**** EXTRACTED DATA

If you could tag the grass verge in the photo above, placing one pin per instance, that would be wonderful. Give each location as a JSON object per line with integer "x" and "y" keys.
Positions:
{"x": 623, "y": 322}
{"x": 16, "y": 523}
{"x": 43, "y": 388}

********

# WORK INSTRUCTIONS
Copy out every line of the entries, requests included, and rescale each x and y coordinate in the answers by multiplying it by 2.4. Round each result to a whole number, with halves rounded up.

# WRITTEN ANSWER
If you could tag the grass verge in the photo above, placing one pin per instance, that would be wonderful. Give each location as a JSON object per line with integer "x" and "y" keys.
Positions:
{"x": 1495, "y": 773}
{"x": 38, "y": 1255}
{"x": 103, "y": 931}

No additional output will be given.